**SOURCE DATA**
◇ ◇ ◇

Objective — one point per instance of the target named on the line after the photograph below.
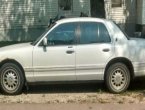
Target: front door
(56, 62)
(93, 50)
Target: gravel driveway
(79, 94)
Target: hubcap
(118, 79)
(10, 79)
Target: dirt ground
(78, 94)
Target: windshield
(39, 38)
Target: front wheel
(11, 79)
(117, 78)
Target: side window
(89, 33)
(103, 34)
(64, 34)
(93, 33)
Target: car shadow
(138, 85)
(65, 88)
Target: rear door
(93, 50)
(56, 61)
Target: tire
(117, 78)
(11, 79)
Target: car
(74, 50)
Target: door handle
(106, 50)
(70, 51)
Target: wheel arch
(123, 60)
(14, 62)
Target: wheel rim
(118, 79)
(10, 79)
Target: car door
(93, 50)
(56, 61)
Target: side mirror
(44, 41)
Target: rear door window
(92, 32)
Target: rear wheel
(11, 79)
(117, 78)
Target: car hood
(15, 47)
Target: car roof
(81, 19)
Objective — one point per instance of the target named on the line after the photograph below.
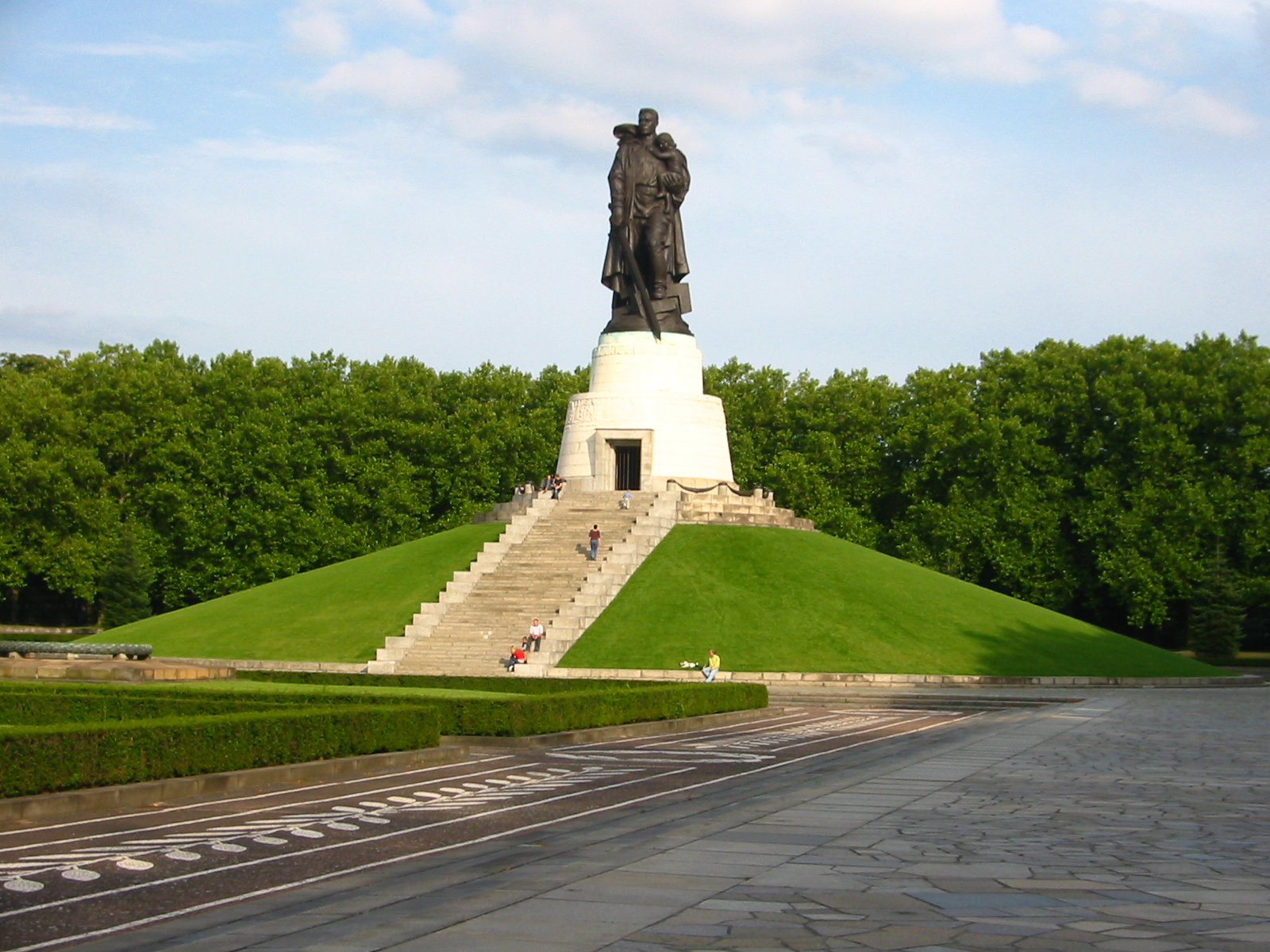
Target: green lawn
(338, 613)
(774, 600)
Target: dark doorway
(628, 466)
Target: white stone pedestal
(645, 393)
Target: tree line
(1117, 482)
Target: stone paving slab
(1137, 822)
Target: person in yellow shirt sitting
(713, 666)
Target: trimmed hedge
(583, 704)
(74, 708)
(93, 754)
(456, 682)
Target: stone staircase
(539, 569)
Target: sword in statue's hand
(643, 302)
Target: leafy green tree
(125, 589)
(1216, 625)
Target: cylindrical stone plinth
(645, 393)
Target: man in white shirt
(537, 634)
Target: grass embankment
(779, 601)
(338, 613)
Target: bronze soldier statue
(645, 263)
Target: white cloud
(321, 25)
(1115, 86)
(721, 52)
(1189, 107)
(266, 152)
(1197, 108)
(394, 78)
(21, 111)
(178, 50)
(568, 125)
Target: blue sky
(876, 183)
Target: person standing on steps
(518, 658)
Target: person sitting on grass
(713, 666)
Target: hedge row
(75, 708)
(583, 704)
(67, 757)
(502, 685)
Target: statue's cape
(615, 277)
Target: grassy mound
(780, 601)
(338, 613)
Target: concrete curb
(618, 731)
(97, 801)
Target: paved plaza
(1130, 822)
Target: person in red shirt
(518, 658)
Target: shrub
(1217, 615)
(92, 754)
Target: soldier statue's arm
(618, 192)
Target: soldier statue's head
(648, 120)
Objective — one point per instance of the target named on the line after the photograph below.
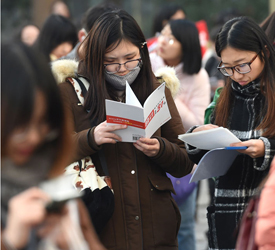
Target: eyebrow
(237, 61)
(130, 54)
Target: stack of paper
(218, 160)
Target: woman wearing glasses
(246, 107)
(179, 47)
(36, 147)
(145, 215)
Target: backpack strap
(81, 86)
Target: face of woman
(169, 48)
(124, 52)
(232, 57)
(24, 141)
(62, 50)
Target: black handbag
(246, 236)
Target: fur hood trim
(68, 68)
(62, 69)
(168, 75)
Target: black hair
(242, 33)
(55, 31)
(17, 35)
(186, 33)
(24, 72)
(165, 13)
(108, 31)
(92, 14)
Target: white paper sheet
(141, 121)
(210, 139)
(214, 163)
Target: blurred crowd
(55, 80)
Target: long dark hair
(187, 34)
(243, 33)
(107, 33)
(55, 31)
(24, 72)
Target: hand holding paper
(218, 160)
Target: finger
(138, 147)
(112, 136)
(148, 141)
(115, 127)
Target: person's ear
(267, 51)
(164, 22)
(81, 35)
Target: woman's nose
(122, 68)
(237, 75)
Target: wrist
(15, 238)
(7, 245)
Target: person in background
(246, 107)
(166, 12)
(28, 34)
(265, 225)
(88, 21)
(36, 147)
(268, 25)
(57, 37)
(179, 47)
(145, 215)
(59, 7)
(210, 62)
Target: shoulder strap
(81, 86)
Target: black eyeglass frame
(119, 65)
(235, 67)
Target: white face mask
(119, 82)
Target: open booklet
(141, 121)
(218, 160)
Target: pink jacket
(265, 225)
(193, 96)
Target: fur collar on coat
(63, 69)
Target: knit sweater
(237, 186)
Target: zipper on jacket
(138, 196)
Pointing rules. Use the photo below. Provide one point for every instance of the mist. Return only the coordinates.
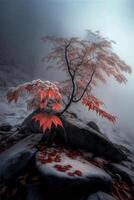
(23, 23)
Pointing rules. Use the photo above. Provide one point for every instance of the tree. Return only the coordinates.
(85, 62)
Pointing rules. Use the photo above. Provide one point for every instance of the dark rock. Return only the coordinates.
(64, 170)
(126, 173)
(100, 196)
(5, 127)
(16, 158)
(94, 126)
(76, 134)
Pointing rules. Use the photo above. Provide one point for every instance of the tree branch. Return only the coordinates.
(72, 79)
(77, 100)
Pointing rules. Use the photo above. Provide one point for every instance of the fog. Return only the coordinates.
(24, 22)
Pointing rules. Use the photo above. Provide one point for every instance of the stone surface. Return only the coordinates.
(81, 136)
(69, 169)
(35, 193)
(78, 135)
(127, 174)
(5, 127)
(94, 126)
(16, 158)
(100, 196)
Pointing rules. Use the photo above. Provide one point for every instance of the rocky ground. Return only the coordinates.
(80, 164)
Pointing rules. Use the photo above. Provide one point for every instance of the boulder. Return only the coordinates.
(94, 126)
(78, 135)
(35, 192)
(100, 196)
(16, 158)
(5, 127)
(69, 170)
(126, 173)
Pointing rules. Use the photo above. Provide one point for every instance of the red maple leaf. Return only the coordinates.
(46, 120)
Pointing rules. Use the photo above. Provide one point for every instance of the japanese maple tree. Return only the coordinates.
(85, 62)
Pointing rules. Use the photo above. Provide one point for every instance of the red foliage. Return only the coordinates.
(46, 120)
(86, 62)
(44, 94)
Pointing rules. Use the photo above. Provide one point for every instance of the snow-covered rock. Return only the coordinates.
(16, 158)
(64, 168)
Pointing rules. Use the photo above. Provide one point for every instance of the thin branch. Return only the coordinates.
(77, 100)
(72, 79)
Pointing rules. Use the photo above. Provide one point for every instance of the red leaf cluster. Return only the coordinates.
(47, 120)
(46, 157)
(43, 94)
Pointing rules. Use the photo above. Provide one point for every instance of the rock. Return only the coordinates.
(35, 193)
(67, 169)
(16, 158)
(100, 196)
(5, 127)
(79, 135)
(127, 174)
(94, 126)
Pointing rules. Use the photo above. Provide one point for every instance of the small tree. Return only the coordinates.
(85, 62)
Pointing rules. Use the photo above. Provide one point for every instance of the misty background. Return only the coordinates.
(24, 22)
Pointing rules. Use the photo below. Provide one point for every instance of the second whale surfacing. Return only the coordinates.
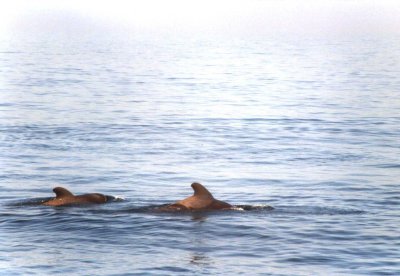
(201, 200)
(65, 197)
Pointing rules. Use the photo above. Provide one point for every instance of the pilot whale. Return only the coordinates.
(201, 200)
(65, 197)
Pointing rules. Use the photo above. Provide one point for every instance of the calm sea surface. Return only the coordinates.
(308, 126)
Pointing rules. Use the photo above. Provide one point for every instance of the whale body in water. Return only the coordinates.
(201, 200)
(65, 197)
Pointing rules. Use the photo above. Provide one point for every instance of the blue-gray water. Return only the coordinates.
(308, 126)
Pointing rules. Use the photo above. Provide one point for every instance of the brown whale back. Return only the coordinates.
(65, 197)
(62, 192)
(202, 199)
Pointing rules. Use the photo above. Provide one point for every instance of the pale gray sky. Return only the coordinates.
(224, 16)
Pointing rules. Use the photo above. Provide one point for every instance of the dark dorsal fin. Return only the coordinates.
(62, 192)
(200, 190)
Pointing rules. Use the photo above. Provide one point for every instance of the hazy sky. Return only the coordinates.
(220, 16)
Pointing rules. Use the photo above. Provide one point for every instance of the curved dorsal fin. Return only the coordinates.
(61, 192)
(200, 190)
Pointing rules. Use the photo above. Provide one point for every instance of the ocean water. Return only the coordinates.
(308, 126)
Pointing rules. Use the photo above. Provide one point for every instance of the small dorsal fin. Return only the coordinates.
(200, 190)
(61, 192)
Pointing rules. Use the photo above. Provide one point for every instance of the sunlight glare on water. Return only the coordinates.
(308, 125)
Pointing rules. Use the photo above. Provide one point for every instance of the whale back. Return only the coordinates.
(201, 191)
(65, 197)
(202, 199)
(62, 192)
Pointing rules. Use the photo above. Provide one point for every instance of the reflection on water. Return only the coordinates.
(309, 127)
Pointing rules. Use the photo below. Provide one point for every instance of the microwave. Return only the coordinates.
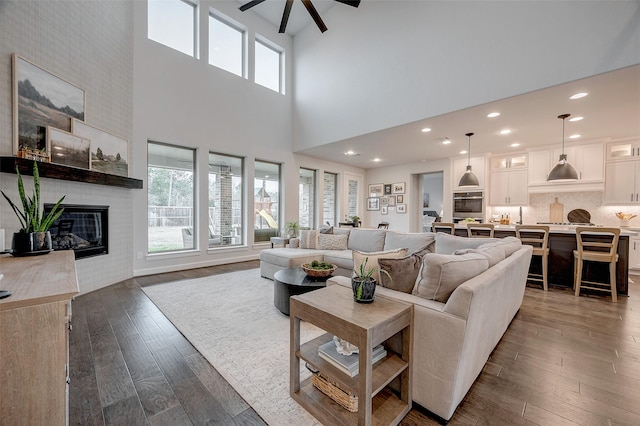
(468, 204)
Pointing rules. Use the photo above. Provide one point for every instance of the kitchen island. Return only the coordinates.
(562, 243)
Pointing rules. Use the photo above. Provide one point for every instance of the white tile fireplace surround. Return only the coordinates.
(97, 271)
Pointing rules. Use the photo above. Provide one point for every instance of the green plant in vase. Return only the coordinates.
(34, 235)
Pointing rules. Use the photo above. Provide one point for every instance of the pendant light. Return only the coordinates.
(468, 178)
(563, 171)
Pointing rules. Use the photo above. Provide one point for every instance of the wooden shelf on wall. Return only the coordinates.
(57, 171)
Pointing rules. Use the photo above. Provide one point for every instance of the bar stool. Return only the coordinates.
(596, 245)
(538, 237)
(445, 227)
(480, 230)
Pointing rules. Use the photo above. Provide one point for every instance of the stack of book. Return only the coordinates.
(348, 364)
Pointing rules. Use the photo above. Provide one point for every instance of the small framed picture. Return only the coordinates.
(373, 203)
(398, 188)
(376, 190)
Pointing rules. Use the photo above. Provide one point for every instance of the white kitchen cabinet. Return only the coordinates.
(623, 150)
(460, 166)
(622, 182)
(634, 252)
(509, 188)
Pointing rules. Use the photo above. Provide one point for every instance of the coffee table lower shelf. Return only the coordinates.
(387, 408)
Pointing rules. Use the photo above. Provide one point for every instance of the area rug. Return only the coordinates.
(231, 320)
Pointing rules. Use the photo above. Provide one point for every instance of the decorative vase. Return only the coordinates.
(31, 243)
(363, 291)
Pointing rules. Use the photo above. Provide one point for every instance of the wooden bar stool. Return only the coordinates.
(596, 245)
(480, 230)
(538, 237)
(447, 228)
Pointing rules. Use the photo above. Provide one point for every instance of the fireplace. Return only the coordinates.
(81, 228)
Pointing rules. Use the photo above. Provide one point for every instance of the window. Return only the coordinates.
(330, 201)
(269, 65)
(307, 198)
(225, 200)
(226, 45)
(170, 188)
(173, 23)
(266, 200)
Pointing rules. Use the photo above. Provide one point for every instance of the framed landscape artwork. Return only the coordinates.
(68, 149)
(41, 99)
(109, 153)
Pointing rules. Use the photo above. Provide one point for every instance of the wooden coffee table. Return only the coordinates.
(290, 282)
(365, 325)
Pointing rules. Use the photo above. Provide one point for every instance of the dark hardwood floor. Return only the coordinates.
(563, 361)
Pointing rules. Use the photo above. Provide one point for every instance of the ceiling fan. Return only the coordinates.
(310, 8)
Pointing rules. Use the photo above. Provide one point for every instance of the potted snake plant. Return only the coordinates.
(34, 237)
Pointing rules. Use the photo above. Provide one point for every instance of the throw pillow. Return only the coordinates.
(308, 239)
(372, 259)
(403, 272)
(441, 274)
(332, 242)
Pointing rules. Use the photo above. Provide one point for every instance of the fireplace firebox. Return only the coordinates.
(81, 228)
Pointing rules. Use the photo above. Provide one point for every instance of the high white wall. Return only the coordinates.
(88, 43)
(391, 62)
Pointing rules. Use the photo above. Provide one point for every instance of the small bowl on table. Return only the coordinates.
(318, 273)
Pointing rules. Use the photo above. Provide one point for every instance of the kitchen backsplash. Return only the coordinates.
(538, 208)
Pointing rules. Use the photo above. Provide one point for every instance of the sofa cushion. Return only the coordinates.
(413, 242)
(366, 239)
(403, 271)
(332, 242)
(309, 238)
(371, 258)
(341, 258)
(290, 257)
(441, 274)
(448, 244)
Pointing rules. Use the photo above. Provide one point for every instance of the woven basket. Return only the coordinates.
(318, 273)
(342, 397)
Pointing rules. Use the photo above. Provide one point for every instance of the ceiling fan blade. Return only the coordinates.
(354, 3)
(315, 15)
(250, 4)
(285, 16)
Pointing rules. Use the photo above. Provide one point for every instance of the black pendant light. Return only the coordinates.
(468, 178)
(563, 171)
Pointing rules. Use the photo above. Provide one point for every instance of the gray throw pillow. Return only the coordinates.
(403, 272)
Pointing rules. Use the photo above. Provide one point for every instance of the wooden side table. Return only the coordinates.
(365, 325)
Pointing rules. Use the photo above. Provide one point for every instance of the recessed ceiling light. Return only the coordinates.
(579, 95)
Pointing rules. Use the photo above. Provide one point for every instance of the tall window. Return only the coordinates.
(268, 67)
(225, 200)
(266, 200)
(307, 198)
(226, 45)
(330, 201)
(170, 188)
(173, 23)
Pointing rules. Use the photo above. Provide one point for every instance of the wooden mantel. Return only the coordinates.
(58, 171)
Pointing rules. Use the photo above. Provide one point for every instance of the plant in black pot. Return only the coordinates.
(34, 237)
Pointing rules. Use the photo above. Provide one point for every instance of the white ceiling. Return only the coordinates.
(610, 111)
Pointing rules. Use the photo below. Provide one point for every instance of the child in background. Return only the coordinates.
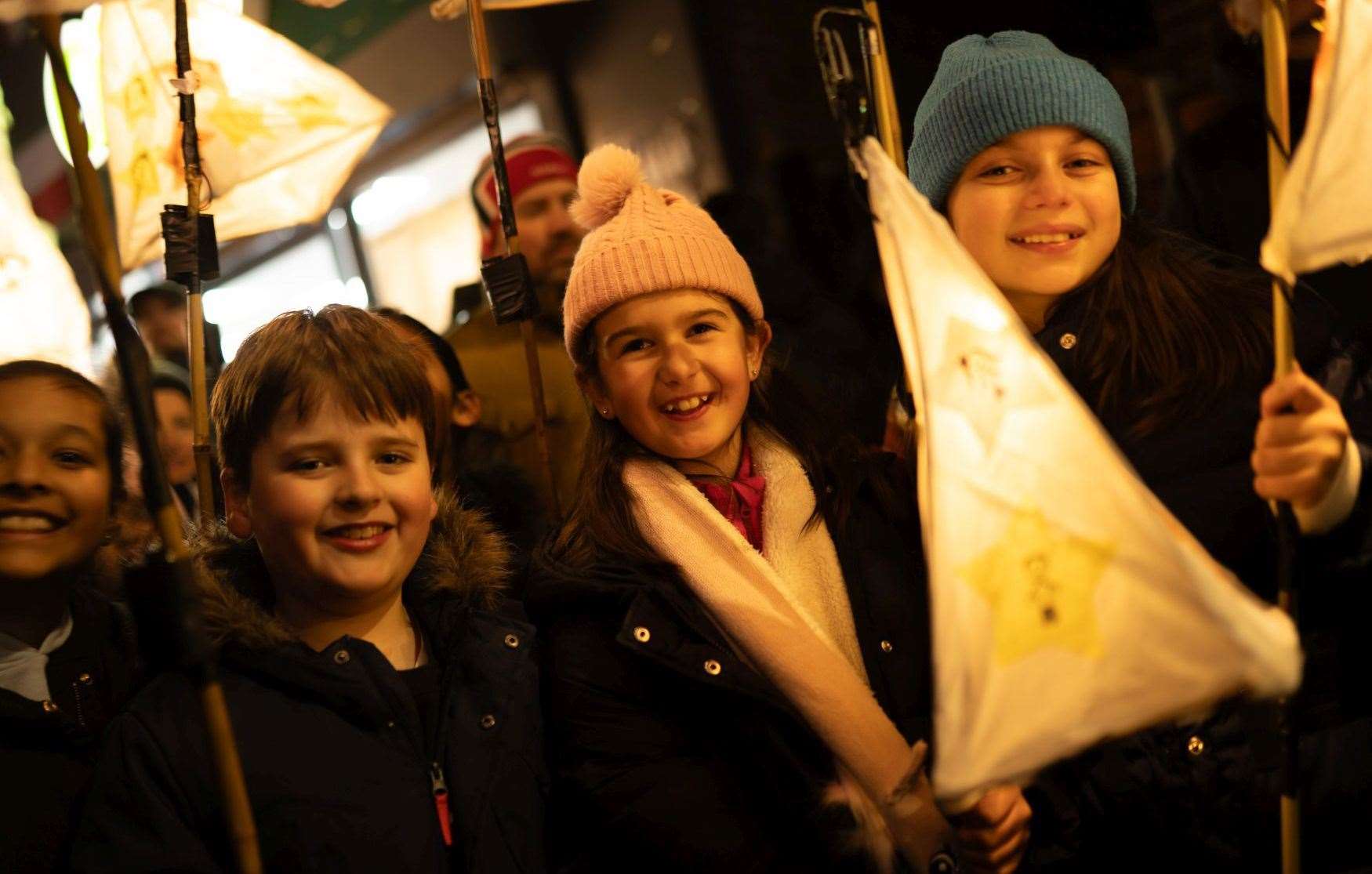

◇ ◇ ◇

**HOW TO COMPLETE THIS TASK**
An exact restatement is expected of the lines from the line containing "pot. Return only the coordinates." to the end of the data above, pictures excluded.

**EXERCISE OUTPUT**
Pointing rules. Use the photo above. Provide one point for every instance of the plant in black pot. Return only the coordinates.
(34, 237)
Pointing rules. Use the photo above. Provide one point for every instance of the white ceiling. Return only the coordinates.
(610, 111)
Pointing rules. Use the photo below. Provide one point for every instance of the child in background. Return only the coordinates.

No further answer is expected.